→ GIVEN DATA:
⁂

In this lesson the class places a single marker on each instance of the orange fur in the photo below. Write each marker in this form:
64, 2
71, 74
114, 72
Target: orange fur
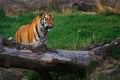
27, 34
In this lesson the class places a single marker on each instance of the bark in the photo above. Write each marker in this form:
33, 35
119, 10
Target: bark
43, 60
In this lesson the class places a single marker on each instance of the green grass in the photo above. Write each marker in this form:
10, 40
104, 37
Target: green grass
72, 31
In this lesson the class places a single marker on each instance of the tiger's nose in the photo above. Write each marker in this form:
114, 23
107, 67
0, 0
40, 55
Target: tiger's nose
51, 27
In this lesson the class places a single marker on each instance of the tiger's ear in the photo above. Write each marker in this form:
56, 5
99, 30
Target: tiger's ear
41, 13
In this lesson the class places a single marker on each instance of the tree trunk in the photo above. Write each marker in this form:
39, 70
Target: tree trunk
52, 59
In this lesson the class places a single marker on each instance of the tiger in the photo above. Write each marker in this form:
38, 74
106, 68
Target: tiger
36, 33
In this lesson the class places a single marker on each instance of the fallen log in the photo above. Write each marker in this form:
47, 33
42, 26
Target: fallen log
43, 60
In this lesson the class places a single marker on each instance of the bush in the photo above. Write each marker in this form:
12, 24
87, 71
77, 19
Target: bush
2, 14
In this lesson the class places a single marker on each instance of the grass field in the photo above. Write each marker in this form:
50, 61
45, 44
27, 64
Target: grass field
72, 31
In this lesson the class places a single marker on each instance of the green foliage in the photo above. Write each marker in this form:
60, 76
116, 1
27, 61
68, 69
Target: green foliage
72, 32
116, 53
2, 14
108, 13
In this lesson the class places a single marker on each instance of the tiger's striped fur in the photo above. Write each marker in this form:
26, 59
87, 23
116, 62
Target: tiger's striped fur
36, 32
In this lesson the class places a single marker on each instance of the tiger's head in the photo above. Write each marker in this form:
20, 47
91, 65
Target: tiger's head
46, 21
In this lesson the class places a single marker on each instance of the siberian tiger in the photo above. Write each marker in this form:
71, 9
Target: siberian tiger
36, 32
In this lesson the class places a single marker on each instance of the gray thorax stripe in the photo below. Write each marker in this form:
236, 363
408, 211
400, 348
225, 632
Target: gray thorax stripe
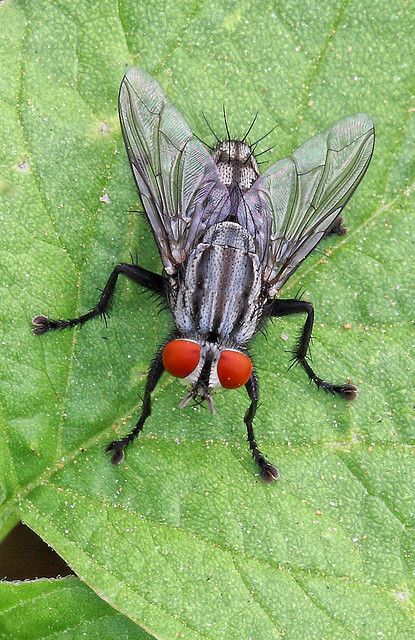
219, 295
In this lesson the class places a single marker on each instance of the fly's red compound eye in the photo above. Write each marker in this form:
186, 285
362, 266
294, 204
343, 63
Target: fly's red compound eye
181, 357
234, 369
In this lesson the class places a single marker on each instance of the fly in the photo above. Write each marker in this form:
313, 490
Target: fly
228, 238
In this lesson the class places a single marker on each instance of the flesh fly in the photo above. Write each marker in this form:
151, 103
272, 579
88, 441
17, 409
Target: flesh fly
228, 239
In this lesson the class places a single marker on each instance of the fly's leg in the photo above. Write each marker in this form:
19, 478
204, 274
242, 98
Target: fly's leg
267, 470
288, 307
336, 228
116, 448
146, 278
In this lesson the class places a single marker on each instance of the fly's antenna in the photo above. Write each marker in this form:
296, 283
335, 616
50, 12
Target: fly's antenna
266, 151
203, 142
250, 128
218, 140
255, 144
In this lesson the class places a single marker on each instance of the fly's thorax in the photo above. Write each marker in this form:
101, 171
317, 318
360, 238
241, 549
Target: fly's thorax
219, 296
207, 365
236, 164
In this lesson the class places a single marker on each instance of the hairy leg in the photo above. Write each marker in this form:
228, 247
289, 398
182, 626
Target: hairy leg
145, 278
287, 307
116, 448
267, 470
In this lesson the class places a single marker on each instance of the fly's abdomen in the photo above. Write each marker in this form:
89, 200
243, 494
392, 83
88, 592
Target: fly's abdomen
219, 297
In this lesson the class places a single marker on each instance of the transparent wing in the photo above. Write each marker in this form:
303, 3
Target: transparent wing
289, 208
177, 178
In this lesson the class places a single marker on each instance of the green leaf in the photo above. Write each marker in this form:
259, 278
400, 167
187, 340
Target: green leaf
183, 538
63, 608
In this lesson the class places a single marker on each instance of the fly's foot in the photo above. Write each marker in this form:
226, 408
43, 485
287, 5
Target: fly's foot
268, 472
346, 391
41, 324
116, 450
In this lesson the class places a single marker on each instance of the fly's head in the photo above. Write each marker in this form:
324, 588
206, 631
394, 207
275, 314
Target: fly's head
236, 164
206, 366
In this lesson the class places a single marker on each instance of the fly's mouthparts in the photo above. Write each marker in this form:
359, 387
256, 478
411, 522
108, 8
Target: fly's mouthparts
203, 395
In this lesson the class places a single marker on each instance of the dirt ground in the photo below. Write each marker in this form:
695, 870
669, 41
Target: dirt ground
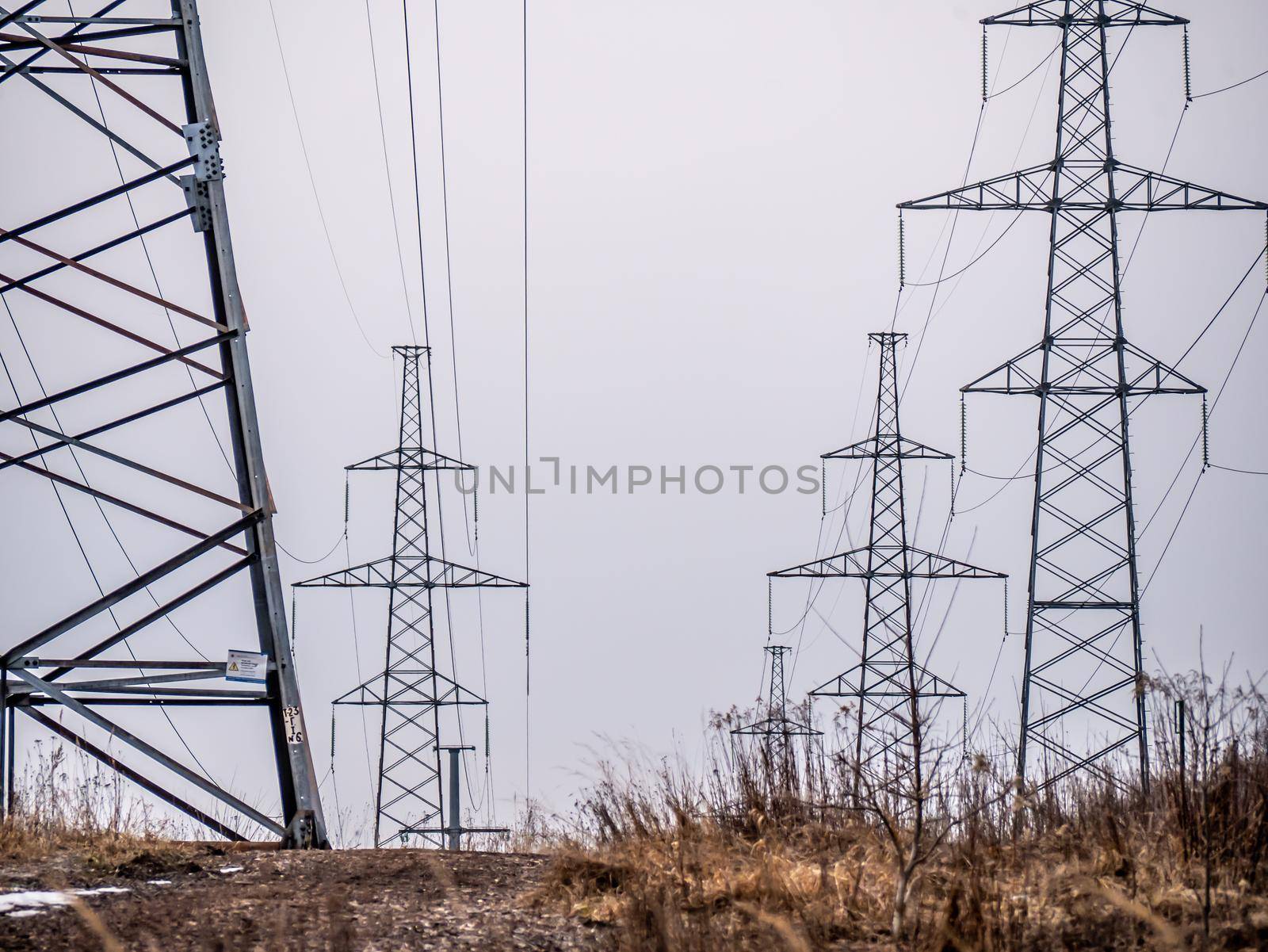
336, 901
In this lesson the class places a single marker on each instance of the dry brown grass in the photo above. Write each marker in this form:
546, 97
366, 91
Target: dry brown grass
74, 809
739, 858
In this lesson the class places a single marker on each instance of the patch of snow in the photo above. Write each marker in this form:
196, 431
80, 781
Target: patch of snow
27, 900
23, 904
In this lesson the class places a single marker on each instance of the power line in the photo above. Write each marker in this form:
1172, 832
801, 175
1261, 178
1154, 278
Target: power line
312, 183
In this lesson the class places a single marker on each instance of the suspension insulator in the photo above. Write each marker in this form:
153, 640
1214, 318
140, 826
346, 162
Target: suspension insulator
964, 435
1189, 71
1206, 435
902, 253
986, 69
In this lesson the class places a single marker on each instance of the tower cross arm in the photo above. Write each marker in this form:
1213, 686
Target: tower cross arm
1083, 186
887, 562
1087, 366
410, 458
1059, 13
410, 572
887, 448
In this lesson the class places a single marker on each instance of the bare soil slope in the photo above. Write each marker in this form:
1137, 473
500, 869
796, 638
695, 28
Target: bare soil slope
204, 899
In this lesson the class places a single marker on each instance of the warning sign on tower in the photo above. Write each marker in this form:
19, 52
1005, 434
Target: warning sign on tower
246, 666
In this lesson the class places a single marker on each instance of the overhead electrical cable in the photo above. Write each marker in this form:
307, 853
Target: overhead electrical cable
312, 183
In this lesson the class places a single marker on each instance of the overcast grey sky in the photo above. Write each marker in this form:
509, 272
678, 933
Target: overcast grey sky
713, 234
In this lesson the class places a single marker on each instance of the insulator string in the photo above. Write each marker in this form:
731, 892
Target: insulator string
1206, 435
986, 85
770, 610
1006, 606
902, 254
964, 730
964, 436
1189, 72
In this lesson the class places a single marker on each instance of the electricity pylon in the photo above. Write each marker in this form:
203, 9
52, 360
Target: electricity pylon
888, 683
777, 728
410, 691
1083, 639
124, 408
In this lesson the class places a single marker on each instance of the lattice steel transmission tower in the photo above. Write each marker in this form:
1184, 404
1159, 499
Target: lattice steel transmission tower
410, 691
1083, 639
777, 728
888, 685
120, 420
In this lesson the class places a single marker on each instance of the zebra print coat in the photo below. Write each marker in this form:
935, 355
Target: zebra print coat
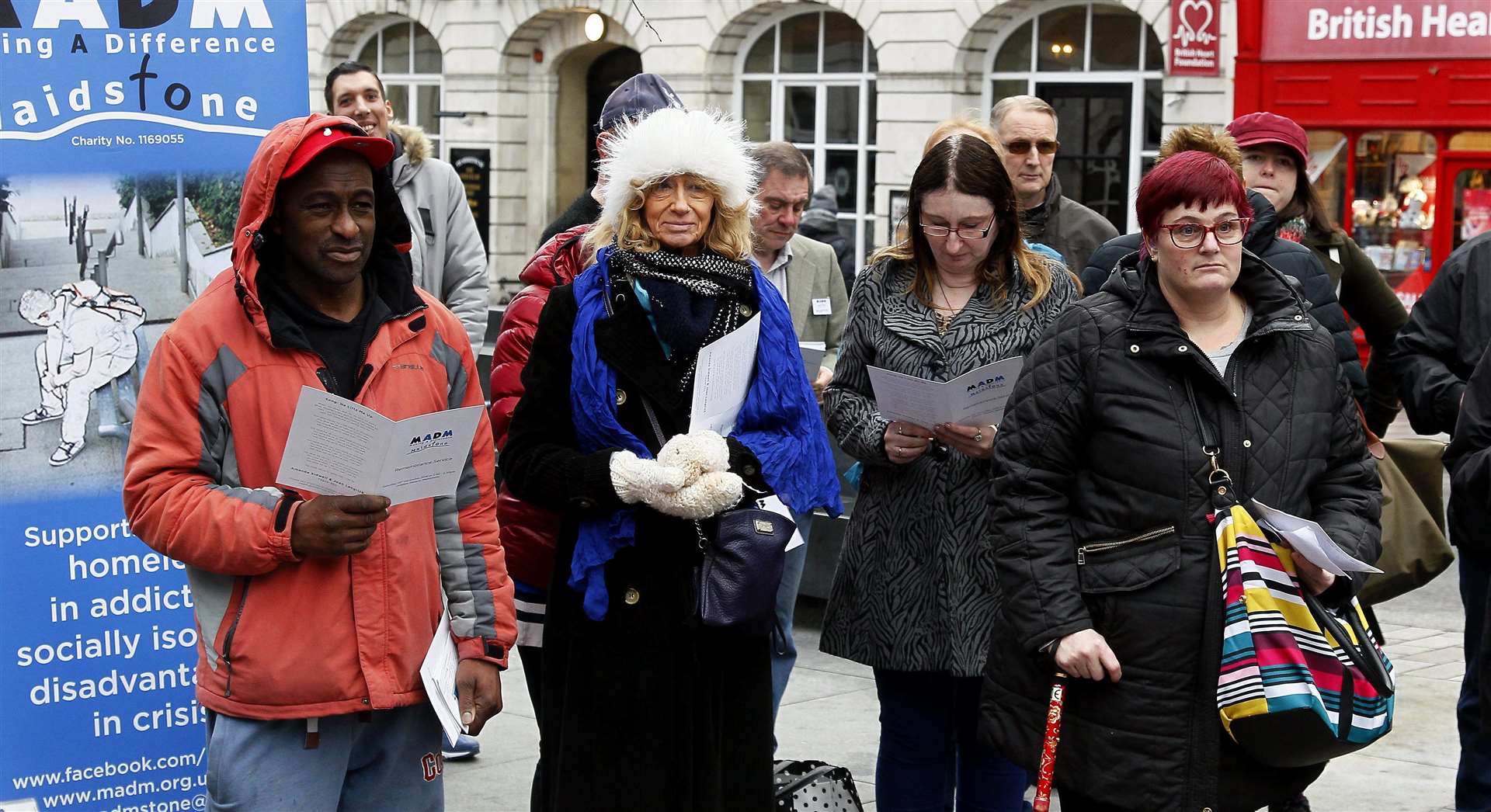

⁂

→ YOUR INSTRUCTIONS:
Arrange all of the lines above as a numbered list, skipping any blank lines and leaving the pictures out.

→ SOLUTION FOR THIS EXERCISE:
1. In this lesson the class places a single marker on each instance of the orange fur in the photo below. Write each marker in this form:
2. 64, 2
3. 71, 74
4. 114, 72
5. Target: orange fur
6. 27, 34
7. In this lesson the class places a single marker on each instance of the bark in the photo above. Write each marker in this form:
8. 33, 35
9. 119, 10
10. Target: bark
11. 43, 60
12. In this lesson the class places a single marker on each instance of the green grass in the photo above. Write each marker in this form:
13. 10, 40
14. 104, 37
15. Target: green grass
16. 72, 31
17. In this lesson the class places a single marker on each instance of the tiger's nose in the photo above. Write each marker in this form:
18. 114, 23
19. 107, 67
20. 0, 0
21. 40, 55
22. Target: tiger's nose
23. 51, 27
24. In this lesson the class places a single marker on each instance of the tiger's ear in the photo above. Write each marker in this form:
25. 56, 5
26. 99, 30
27. Target: tiger's ear
28. 41, 13
29. In this lesson the class places a single marker on each instance of the tree trunk in the photo above. Write each marker in this form:
30. 39, 70
31. Target: tree trunk
32. 52, 59
33. In this lesson the class places a single marker on each instance of the tiger in the photo above. Write each marker in this form:
34. 38, 74
35. 106, 68
36. Target: tiger
37. 36, 33
38. In this lesson the class places a single marker on each instance of the fallen log in the photo above. Write each marker in this form:
39. 47, 33
40. 42, 26
41. Target: fallen log
42. 43, 60
43. In this lesson the class places a single marker on each instance of the bush in the photo above. Write each marker in this form:
44. 12, 24
45. 87, 71
46. 77, 19
47. Target: bush
48. 2, 14
49. In this lesson the class places a single marker on each instance of the grass field in the photo above. Write each marker in this form:
50. 50, 61
51. 45, 44
52. 27, 64
53. Target: grass field
54. 72, 31
55. In this lesson the class places a single marker on each instance of the green foliage in the photo above. Write each marker in this form:
56. 60, 76
57. 116, 1
58. 27, 61
59. 68, 69
60. Target: green foliage
61. 72, 32
62. 116, 53
63. 2, 14
64. 108, 13
65. In this lesson the class places a single marker on each instance of the tiger's striped fur in the photo above. Write each marker in this form:
66. 26, 59
67. 87, 23
68. 116, 62
69. Target: tiger's striped fur
70. 36, 32
71. In this lesson the class places a single marker on each instance of the tiger's head in the photo above. Write each marker in this form:
72. 20, 47
73. 91, 65
74. Target: tiger's head
75. 46, 21
76. In this lesson the class places a single marker on each instance of the siberian tiger in the photo above. Write each marker in this form:
77. 71, 9
78. Target: siberian tiger
79. 36, 32
80. In this lesson the class places a single marker on each instance of the gray thorax stripe in the photo below. Write each marker in this form:
81. 236, 363
82. 408, 211
83. 400, 348
84. 225, 632
85. Target: gray thorax stripe
86. 219, 295
87. In this lesson the class places a single marker on each instance of the fly's red compound eye in the photo above. Write each marker in this form:
88. 186, 285
89. 362, 266
90. 294, 204
91. 343, 63
92. Target: fly's red compound eye
93. 181, 357
94. 234, 369
95. In this lesson the class places a single marker on each instance of the fly in the photo above. Write each marker in this form:
96. 313, 490
97. Target: fly
98. 228, 238
99. In this lesson the class places a single marker on each instance of the flesh fly in the photo above. Write each marker in this form:
100. 151, 103
101. 272, 579
102. 88, 441
103. 17, 409
104. Target: flesh fly
105. 228, 239
106. In this lesson the class places a single marker on each instance of the fly's leg in the photo above. Write each marker in this form:
107. 19, 478
108. 204, 274
109. 242, 98
110. Target: fly's leg
111. 267, 470
112. 288, 307
113. 336, 228
114. 116, 448
115. 146, 278
116. In this lesson the class places a single marker on each instance of the fly's antenna in the photo above. Write each marker in this form:
117. 296, 283
118. 335, 616
119. 50, 12
120. Target: fly's antenna
121. 266, 151
122. 203, 142
123. 250, 128
124. 218, 140
125. 255, 144
126. In this lesson the class places a single marker on each instance of the fly's thorax in the photo above. Write each marker in this form:
127. 101, 171
128. 317, 318
129. 360, 238
130. 241, 549
131. Target: fly's thorax
132. 219, 296
133. 207, 365
134. 236, 164
135. In this lesson the class places a single marker on each instance of the hairy leg in the photo above. Write each marker in this form:
136. 228, 247
137. 289, 398
138. 182, 626
139. Target: hairy leg
140. 145, 278
141. 287, 307
142. 116, 448
143. 267, 470
144. In this lesson the class places a single marker on each instance of the fly's abdomen in the photo above. Write each marker in this form:
145. 89, 200
146. 243, 494
147. 392, 83
148. 88, 592
149. Target: fly's abdomen
150. 219, 297
151. In this lesson the class places a single marker on each instance of the transparent wing in the photo above. Write each marker in this form:
152. 303, 3
153. Target: transparent wing
154. 289, 208
155. 177, 178
156. In this lesson the class places a single marker on each instance of the green leaf in the photo above. Write each marker in this form:
157. 259, 278
158. 400, 167
159. 187, 340
160. Target: green leaf
161. 183, 538
162. 63, 608
163. In this lesson the class places a single marker on each instance of the fly's foot in the photo above. Write each marker in this form:
164. 226, 408
165. 43, 485
166. 287, 5
167. Target: fly's foot
168. 268, 472
169. 346, 391
170. 41, 324
171. 116, 450
172. In this lesson the class places a single marker on each instance of the fly's head in the photo above. Write each marker in this form:
173. 324, 588
174. 206, 631
175. 394, 207
176. 275, 314
177. Target: fly's head
178. 236, 164
179. 206, 366
180. In this lesson the class places a single marker on each instance of the fly's mouthparts in the photo above. Write each marker in this form:
181. 359, 387
182. 256, 478
183. 411, 522
184. 108, 8
185. Target: fly's mouthparts
186. 203, 395
187. In this lesson the class places a single marker on each instance of the dirt ground in the photo below. Write each marker in this form:
188. 695, 870
189. 669, 41
190. Target: dirt ground
191. 336, 901
192. In this lesson the class places a single marker on each instance of the dry brown grass in the photo above. Write each marker in this form:
193. 546, 97
194. 366, 91
195. Target: dry brown grass
196. 74, 809
197. 739, 858
198. In this lesson the class places a single marker on each instance of the patch of snow in the photo above. Write each marker in this form:
199. 196, 431
200. 80, 781
201. Target: patch of snow
202. 27, 900
203. 23, 904
204. In this lesson the class places a single marker on each instance of the power line in the photo above. Write each marker in this form:
205. 1172, 832
206. 801, 175
207. 1261, 178
208. 1154, 278
209. Target: power line
210. 312, 183
211. In this lesson the class places a single marker on each instance of the suspension insulator in the photo above. Write each marker in this form:
212. 153, 640
213. 1214, 318
214. 140, 826
215. 346, 162
216. Target: suspension insulator
217. 964, 435
218. 1189, 71
219. 1206, 435
220. 902, 253
221. 986, 69
222. In this lesson the class places a single marker on each instance of the tower cross arm in the photo above. Write each marker in this form:
223. 1213, 686
224. Target: tower cross arm
225. 1083, 186
226. 887, 562
227. 1087, 366
228. 410, 458
229. 1059, 13
230. 410, 572
231. 887, 448
232. In this lesson the class places a single marker on each instance of the bare soil slope in the photo above. Write each marker in this form:
233. 1137, 473
234. 500, 869
235. 796, 638
236. 695, 28
237. Target: bare soil slope
238. 204, 899
239. In this lesson the class places a single marker on each instance of the warning sign on tower in the photo above. Write each marker in this form:
240. 19, 52
241. 1005, 434
242. Target: warning sign on tower
243. 246, 666
244. In this lesson the class places a single marker on each instance of the overhead electrical cable in the photo above. Write each marker in this form:
245. 307, 853
246. Target: overhead electrical cable
247. 312, 183
248. In this lesson the class places a single marker on each instance of the overcast grey sky in the photo above. Write each marker in this form:
249. 509, 272
250. 678, 933
251. Target: overcast grey sky
252. 713, 234
253. In this lesson the class places a single marker on each instance of the insulator string in the photo above. Write each marker in this form:
254. 731, 892
255. Target: insulator string
256. 1206, 435
257. 986, 85
258. 770, 610
259. 1006, 606
260. 902, 254
261. 964, 730
262. 964, 436
263. 1189, 72
264. In this lesson the class places a single marker on each instance of the electricity pylon in the photo above. Write each marker in this form:
265. 203, 9
266. 52, 360
267. Target: electricity pylon
268. 888, 683
269. 777, 728
270. 410, 691
271. 1083, 639
272. 124, 408
273. In this lesson the class places a single marker on each instance of the lattice steel transmission tower in the photo above. Write each marker in this form:
274. 1184, 404
275. 1159, 499
276. Target: lattice steel transmission tower
277. 410, 691
278. 1083, 639
279. 777, 728
280. 888, 685
281. 120, 420
282. In this lesson the class places a single marker on each instance of the zebra print coat in the photo below. Write each marker in this form:
283. 935, 355
284. Target: zebra print coat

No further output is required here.